━━ RECORDS PROVIDED

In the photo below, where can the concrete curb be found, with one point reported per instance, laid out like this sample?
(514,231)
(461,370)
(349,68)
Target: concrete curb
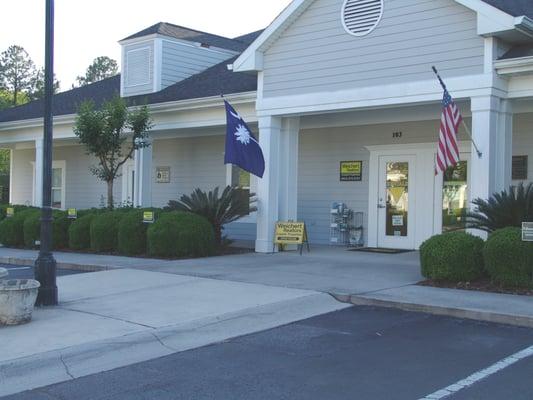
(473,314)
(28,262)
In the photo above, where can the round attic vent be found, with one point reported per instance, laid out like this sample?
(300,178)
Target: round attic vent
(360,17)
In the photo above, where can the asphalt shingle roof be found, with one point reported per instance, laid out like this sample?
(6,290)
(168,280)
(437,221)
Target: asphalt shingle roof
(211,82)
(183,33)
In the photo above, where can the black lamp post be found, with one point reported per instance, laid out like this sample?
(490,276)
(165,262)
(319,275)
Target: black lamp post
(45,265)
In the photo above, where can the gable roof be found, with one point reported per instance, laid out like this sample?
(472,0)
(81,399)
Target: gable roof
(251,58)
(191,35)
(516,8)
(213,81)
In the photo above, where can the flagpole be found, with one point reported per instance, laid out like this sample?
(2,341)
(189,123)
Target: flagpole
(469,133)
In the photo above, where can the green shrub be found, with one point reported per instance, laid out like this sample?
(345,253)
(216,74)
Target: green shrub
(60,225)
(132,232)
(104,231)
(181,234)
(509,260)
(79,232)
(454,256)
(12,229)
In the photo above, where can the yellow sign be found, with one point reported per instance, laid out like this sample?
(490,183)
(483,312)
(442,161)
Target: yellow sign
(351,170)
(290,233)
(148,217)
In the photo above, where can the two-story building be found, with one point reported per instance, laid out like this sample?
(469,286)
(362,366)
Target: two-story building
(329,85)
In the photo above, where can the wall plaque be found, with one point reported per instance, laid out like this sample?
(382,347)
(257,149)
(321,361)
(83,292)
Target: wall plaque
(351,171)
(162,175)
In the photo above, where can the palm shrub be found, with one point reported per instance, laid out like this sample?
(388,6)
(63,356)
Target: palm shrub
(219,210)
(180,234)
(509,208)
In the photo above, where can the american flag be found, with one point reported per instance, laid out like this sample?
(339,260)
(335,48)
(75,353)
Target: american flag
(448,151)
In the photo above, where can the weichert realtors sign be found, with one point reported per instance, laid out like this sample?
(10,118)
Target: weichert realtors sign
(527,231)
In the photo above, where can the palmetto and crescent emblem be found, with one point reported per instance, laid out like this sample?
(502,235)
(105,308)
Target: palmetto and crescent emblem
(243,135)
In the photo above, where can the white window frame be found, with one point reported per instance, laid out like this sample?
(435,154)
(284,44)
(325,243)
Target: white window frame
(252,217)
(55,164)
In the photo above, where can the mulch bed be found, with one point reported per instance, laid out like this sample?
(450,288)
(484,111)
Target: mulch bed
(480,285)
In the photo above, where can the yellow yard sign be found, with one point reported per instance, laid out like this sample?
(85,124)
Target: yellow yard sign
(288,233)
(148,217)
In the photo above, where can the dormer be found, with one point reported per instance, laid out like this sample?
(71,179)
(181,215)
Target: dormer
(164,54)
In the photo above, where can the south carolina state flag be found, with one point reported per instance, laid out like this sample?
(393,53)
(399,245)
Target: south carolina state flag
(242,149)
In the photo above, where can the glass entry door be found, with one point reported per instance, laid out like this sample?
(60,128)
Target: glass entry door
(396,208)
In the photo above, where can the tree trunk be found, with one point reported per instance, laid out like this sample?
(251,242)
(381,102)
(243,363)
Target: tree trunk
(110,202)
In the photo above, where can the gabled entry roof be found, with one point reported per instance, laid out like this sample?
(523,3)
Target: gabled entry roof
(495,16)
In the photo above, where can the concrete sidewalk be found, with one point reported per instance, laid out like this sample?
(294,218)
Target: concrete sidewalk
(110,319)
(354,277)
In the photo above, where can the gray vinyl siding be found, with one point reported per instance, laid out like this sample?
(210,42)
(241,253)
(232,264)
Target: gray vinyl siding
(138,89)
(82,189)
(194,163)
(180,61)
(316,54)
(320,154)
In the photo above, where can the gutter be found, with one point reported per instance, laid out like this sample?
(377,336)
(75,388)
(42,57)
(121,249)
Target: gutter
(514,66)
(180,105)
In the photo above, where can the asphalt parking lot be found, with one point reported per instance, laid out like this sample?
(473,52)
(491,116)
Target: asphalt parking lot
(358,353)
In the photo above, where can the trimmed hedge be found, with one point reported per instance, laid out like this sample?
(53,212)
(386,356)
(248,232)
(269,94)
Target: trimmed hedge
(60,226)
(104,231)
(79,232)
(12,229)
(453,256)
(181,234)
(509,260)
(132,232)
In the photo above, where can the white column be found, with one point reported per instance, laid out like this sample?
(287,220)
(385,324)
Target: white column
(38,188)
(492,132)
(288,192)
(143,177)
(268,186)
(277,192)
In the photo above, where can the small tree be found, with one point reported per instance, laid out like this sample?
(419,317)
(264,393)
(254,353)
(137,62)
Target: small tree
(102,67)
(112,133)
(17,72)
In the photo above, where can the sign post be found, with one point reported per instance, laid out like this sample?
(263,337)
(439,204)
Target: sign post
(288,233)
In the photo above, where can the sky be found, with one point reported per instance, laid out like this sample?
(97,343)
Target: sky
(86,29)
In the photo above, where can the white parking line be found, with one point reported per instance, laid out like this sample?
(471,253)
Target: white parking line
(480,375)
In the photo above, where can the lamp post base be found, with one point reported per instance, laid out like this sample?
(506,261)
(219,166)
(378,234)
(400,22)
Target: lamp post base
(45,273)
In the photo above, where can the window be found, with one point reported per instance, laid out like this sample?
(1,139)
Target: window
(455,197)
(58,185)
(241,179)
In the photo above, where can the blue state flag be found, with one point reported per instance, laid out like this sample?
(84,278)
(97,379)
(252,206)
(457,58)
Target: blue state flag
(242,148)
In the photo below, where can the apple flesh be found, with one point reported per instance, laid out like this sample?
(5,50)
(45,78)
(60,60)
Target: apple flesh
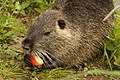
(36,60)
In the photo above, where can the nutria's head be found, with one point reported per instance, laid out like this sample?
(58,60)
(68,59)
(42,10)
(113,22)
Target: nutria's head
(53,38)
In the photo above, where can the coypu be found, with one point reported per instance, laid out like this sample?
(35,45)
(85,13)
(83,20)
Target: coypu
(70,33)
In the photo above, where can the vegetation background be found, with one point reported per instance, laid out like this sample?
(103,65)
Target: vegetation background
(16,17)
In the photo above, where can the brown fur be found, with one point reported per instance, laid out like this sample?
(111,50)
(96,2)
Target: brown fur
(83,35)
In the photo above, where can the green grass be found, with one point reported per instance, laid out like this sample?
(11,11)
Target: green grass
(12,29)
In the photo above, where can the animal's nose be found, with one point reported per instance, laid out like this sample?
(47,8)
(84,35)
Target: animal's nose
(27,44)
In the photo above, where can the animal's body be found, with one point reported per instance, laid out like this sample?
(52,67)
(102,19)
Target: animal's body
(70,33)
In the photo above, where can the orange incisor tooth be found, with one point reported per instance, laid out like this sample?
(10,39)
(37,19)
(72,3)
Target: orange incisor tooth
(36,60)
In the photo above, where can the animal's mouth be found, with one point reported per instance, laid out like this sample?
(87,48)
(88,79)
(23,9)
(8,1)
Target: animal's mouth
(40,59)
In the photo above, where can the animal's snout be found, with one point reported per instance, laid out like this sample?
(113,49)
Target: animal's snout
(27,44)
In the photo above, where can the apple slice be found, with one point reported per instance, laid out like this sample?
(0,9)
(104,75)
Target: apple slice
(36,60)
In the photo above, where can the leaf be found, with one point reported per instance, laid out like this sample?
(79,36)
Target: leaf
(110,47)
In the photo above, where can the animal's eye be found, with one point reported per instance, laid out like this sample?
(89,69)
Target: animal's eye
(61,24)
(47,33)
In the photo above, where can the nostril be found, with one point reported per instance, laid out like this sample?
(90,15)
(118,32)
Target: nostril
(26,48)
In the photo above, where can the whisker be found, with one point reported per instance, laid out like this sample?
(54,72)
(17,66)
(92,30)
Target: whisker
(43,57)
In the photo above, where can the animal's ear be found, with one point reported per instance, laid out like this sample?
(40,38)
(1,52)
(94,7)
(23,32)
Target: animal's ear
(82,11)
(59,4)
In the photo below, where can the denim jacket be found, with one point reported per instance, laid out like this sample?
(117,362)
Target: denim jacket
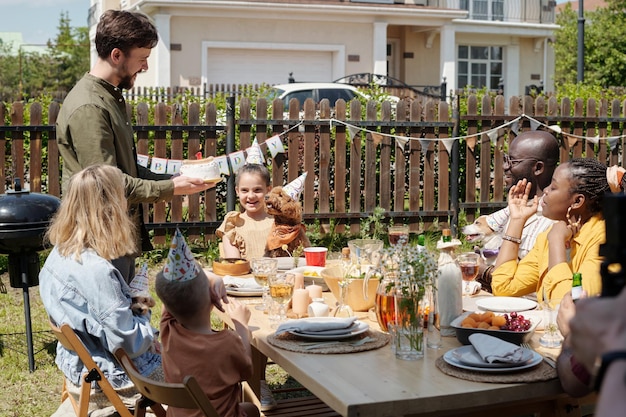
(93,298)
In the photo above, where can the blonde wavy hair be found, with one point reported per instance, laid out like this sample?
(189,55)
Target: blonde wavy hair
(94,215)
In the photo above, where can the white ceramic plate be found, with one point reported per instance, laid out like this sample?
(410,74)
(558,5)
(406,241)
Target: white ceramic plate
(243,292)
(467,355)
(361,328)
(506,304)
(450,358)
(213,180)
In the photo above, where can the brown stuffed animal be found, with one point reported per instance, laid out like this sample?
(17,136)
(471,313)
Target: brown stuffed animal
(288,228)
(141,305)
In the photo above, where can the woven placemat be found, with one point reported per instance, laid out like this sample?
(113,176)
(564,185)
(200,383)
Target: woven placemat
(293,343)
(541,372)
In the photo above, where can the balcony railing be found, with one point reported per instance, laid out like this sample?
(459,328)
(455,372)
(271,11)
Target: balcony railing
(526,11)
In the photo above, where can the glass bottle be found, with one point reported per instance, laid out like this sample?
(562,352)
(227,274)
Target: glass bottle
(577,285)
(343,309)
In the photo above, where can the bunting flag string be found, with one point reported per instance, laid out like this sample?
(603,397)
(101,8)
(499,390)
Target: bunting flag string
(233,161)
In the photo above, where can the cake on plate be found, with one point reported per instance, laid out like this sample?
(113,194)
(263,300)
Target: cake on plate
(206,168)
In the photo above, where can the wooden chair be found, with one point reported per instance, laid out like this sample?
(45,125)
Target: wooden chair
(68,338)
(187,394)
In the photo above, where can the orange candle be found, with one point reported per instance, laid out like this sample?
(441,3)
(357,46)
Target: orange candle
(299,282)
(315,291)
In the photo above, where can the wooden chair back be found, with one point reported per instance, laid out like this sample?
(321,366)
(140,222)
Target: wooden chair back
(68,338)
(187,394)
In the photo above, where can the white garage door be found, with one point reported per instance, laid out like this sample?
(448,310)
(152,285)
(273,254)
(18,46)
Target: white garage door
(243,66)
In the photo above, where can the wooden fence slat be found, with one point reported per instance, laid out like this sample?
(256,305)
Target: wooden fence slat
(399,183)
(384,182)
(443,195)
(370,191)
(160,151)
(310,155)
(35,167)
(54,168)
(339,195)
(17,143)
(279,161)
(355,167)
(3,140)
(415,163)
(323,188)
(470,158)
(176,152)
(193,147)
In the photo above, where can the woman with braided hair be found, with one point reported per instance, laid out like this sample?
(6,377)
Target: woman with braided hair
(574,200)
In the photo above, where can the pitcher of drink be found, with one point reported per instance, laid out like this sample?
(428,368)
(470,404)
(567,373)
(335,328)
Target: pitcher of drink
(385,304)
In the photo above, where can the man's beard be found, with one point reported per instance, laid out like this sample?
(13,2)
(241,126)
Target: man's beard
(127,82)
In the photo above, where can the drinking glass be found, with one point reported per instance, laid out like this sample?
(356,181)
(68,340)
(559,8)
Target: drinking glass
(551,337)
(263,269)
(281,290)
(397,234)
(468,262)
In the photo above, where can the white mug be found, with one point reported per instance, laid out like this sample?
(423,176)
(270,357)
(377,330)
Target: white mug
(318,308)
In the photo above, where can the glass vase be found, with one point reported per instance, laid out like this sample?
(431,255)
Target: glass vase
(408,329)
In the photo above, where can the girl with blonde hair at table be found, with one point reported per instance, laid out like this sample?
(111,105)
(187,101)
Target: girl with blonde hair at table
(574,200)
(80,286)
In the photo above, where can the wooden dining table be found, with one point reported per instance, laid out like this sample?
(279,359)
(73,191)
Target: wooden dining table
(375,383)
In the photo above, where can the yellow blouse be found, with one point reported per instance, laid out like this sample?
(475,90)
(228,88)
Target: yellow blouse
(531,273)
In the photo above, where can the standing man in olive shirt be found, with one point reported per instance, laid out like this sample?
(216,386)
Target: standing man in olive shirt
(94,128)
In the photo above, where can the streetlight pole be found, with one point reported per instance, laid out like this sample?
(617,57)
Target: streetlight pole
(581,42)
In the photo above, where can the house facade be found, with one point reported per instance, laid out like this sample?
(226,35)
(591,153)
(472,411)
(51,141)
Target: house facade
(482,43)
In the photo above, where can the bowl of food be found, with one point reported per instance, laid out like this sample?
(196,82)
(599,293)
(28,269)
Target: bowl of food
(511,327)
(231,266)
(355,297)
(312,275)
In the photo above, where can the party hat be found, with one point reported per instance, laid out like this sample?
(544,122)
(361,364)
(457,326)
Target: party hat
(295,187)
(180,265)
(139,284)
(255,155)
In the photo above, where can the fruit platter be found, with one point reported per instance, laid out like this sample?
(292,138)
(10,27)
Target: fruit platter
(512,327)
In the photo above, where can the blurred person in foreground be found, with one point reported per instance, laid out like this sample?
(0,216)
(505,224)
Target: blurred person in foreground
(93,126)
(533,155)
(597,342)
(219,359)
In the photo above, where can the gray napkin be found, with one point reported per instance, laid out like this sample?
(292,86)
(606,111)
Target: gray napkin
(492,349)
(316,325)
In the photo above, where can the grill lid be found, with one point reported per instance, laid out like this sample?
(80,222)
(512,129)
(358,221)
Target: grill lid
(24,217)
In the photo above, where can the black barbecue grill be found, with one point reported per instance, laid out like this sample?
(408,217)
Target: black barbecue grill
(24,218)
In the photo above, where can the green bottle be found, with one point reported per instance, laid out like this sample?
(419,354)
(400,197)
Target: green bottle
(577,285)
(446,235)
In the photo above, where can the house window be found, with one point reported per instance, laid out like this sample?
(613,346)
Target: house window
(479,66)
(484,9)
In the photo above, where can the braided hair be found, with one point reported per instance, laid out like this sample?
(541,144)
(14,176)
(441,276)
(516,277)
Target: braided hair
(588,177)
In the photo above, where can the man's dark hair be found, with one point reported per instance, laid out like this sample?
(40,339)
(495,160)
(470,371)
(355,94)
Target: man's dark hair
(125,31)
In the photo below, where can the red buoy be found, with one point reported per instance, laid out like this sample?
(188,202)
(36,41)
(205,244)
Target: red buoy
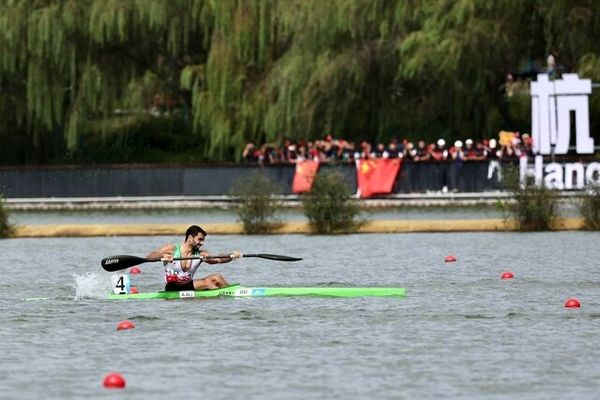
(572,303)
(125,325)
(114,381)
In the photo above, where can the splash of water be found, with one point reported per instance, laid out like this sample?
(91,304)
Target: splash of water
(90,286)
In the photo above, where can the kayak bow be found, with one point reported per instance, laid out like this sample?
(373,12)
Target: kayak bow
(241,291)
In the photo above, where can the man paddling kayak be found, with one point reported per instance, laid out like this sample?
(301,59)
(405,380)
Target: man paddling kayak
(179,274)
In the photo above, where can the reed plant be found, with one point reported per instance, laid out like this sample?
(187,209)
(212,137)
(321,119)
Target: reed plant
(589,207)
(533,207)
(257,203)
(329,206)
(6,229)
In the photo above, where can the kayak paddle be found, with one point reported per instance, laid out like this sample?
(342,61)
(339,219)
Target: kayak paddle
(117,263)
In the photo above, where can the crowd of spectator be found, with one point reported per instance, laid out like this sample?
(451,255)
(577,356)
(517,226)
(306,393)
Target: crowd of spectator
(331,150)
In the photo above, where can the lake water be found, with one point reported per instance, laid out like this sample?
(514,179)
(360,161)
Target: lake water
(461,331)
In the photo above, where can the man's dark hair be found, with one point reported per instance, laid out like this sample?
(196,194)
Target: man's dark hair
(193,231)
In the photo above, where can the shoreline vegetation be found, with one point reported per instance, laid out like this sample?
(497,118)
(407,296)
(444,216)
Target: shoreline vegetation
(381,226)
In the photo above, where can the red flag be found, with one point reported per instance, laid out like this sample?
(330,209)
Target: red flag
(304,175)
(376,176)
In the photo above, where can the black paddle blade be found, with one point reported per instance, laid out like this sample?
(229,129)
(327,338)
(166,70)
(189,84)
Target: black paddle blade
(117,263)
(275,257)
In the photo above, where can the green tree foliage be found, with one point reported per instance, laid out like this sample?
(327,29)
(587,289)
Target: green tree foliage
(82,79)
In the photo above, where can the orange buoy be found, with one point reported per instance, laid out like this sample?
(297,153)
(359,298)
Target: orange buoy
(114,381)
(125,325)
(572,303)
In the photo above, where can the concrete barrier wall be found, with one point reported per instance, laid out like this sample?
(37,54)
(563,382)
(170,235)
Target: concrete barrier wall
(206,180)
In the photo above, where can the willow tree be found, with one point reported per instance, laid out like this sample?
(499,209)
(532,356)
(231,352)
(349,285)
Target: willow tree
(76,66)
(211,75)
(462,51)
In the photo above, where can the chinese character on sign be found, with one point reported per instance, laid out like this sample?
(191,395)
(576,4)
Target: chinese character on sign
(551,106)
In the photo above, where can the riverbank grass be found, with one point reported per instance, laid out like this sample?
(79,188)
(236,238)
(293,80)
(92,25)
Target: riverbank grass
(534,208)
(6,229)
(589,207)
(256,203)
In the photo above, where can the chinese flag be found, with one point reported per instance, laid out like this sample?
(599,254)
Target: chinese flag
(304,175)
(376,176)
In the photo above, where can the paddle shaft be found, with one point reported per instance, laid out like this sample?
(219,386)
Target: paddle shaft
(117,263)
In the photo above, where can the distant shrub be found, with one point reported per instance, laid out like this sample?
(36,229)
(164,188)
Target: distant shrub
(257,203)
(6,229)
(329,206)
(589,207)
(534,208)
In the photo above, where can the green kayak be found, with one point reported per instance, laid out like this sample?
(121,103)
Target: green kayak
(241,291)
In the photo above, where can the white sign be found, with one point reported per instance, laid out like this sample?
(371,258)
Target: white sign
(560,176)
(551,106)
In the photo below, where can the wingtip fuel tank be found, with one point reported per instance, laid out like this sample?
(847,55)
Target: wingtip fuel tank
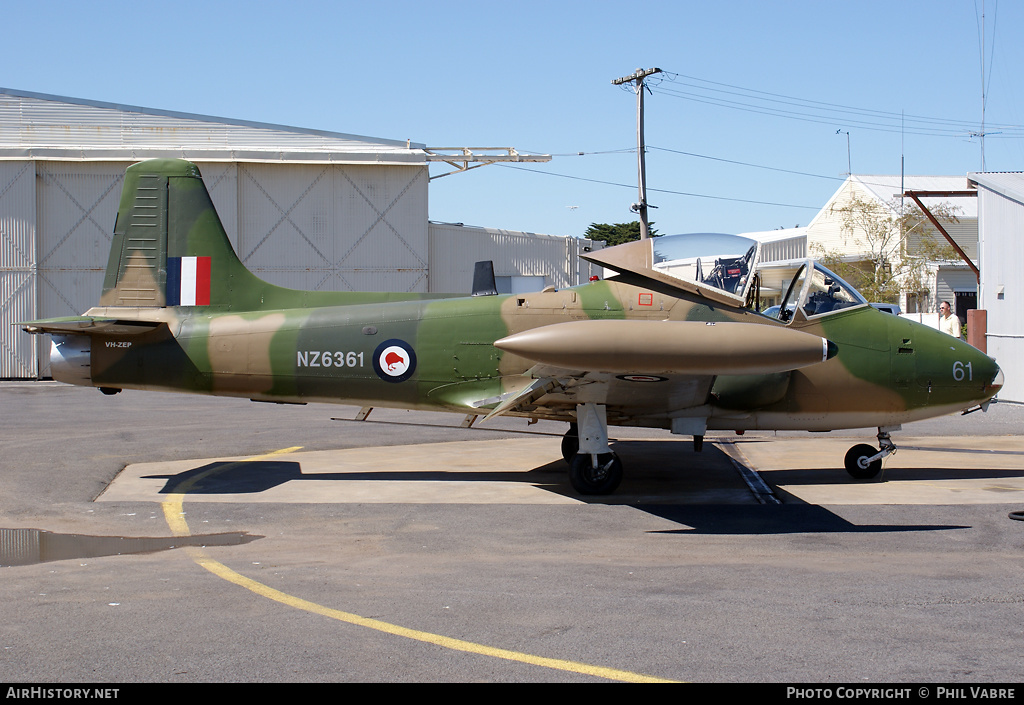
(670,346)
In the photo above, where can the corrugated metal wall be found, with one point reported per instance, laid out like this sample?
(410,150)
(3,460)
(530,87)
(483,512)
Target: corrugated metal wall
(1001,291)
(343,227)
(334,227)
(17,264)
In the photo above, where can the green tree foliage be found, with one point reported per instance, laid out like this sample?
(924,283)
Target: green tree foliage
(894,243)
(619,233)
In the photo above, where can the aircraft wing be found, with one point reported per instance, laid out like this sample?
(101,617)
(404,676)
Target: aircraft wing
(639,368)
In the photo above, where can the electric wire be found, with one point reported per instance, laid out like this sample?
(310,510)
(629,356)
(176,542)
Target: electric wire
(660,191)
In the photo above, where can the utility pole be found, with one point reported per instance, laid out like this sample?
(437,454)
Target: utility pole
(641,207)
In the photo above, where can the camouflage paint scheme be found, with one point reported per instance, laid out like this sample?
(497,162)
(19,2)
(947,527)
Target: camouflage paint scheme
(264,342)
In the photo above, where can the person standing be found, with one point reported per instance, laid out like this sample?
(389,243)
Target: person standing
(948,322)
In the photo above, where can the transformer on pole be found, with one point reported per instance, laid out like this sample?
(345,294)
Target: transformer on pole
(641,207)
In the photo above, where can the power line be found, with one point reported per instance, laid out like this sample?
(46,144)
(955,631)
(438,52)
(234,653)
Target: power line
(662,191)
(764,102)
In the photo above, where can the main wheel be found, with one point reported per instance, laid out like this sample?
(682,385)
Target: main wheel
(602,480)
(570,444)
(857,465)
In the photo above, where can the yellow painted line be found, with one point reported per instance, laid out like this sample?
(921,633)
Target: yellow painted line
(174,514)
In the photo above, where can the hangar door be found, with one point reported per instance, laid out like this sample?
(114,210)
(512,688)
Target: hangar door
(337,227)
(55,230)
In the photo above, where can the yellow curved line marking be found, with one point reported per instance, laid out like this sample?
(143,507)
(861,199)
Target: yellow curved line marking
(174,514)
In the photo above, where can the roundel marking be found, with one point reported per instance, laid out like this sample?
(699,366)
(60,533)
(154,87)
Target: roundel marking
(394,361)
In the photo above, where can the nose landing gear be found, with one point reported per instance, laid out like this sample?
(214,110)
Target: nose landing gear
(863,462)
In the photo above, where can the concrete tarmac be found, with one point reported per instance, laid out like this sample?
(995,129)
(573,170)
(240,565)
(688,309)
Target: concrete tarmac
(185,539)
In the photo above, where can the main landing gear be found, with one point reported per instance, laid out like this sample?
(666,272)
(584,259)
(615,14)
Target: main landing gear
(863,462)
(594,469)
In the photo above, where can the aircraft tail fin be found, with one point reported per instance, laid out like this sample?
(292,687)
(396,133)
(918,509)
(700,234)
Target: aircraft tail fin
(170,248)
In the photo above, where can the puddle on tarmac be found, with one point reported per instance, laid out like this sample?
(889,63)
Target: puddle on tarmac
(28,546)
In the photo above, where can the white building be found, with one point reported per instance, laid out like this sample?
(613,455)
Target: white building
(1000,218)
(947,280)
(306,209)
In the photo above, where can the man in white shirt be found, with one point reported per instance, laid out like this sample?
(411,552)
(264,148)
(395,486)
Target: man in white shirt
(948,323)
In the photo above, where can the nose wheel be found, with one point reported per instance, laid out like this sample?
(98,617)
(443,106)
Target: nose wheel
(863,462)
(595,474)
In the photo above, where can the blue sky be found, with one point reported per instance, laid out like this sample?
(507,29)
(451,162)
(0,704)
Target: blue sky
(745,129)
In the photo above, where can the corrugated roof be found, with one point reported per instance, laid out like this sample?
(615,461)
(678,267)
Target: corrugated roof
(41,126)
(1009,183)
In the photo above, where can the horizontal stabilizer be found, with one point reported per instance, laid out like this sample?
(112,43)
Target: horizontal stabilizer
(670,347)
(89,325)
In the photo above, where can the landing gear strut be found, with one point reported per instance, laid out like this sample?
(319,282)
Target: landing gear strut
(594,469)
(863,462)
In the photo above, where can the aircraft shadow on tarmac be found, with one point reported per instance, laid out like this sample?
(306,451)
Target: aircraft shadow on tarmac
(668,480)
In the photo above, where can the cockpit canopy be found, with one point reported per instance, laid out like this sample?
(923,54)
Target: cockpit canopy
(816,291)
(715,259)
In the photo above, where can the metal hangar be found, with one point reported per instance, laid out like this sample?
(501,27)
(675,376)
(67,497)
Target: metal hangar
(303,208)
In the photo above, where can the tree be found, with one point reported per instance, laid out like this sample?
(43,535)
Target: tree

━━━━

Reproduce the data word for word, starting at the line that contains "In the photo above, where can the metal" and continuing through the last line of the data.

### COMPLETED TASK:
In the photo above, where can the metal hangar be found, with one point reported per instance, laid out like this sample?
(501,27)
(675,376)
(67,497)
Target: metal hangar
(303,208)
In the photo above, where can the tree be found, with one point reported per instance, laid out like this sample?
(43,535)
Target: tree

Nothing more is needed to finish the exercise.